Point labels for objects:

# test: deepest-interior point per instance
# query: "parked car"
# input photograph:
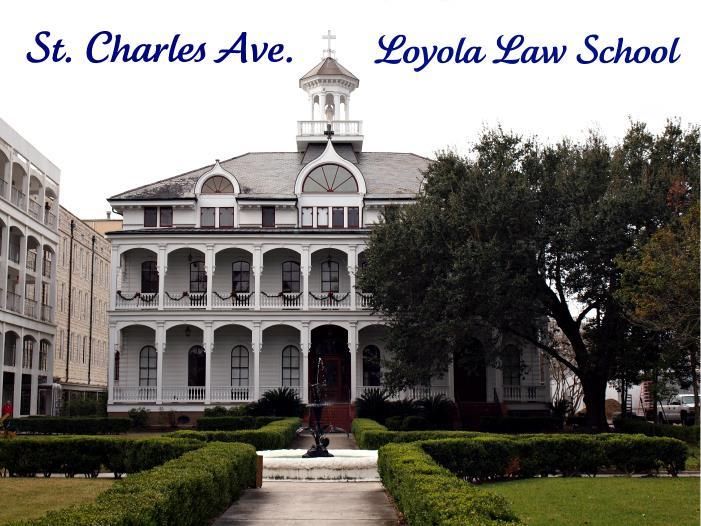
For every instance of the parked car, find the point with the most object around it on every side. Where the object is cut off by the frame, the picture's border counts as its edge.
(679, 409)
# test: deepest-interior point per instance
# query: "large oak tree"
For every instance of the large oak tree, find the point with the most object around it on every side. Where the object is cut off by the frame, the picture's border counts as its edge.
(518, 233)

---

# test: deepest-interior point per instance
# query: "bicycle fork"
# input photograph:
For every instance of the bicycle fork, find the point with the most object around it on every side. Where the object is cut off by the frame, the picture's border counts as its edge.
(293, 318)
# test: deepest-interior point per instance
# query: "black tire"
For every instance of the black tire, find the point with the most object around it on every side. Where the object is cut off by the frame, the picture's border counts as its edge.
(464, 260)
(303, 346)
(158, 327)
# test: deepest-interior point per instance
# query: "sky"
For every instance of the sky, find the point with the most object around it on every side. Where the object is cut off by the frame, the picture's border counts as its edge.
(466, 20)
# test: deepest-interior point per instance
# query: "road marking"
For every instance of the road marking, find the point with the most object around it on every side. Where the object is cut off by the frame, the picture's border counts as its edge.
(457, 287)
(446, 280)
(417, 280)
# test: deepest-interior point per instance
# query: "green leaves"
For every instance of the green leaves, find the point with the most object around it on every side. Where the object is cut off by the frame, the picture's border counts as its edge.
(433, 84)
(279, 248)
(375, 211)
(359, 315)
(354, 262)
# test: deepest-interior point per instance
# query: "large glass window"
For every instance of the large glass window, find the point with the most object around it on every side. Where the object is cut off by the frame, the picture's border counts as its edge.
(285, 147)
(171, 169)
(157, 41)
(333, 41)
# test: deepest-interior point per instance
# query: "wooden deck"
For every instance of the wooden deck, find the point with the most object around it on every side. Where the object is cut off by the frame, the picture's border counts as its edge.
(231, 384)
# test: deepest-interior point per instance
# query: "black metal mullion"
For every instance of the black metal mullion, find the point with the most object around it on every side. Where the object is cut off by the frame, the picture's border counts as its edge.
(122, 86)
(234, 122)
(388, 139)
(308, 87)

WHAT YOU NEED TO DO: Extract each line from the rows above that contains the string "parked".

CORRECT OUTPUT:
# query: "parked car"
For every instance of the parked car, find the point with the most object around it on every side. Where the object is cut off by the frame, the picture's border counts as its edge.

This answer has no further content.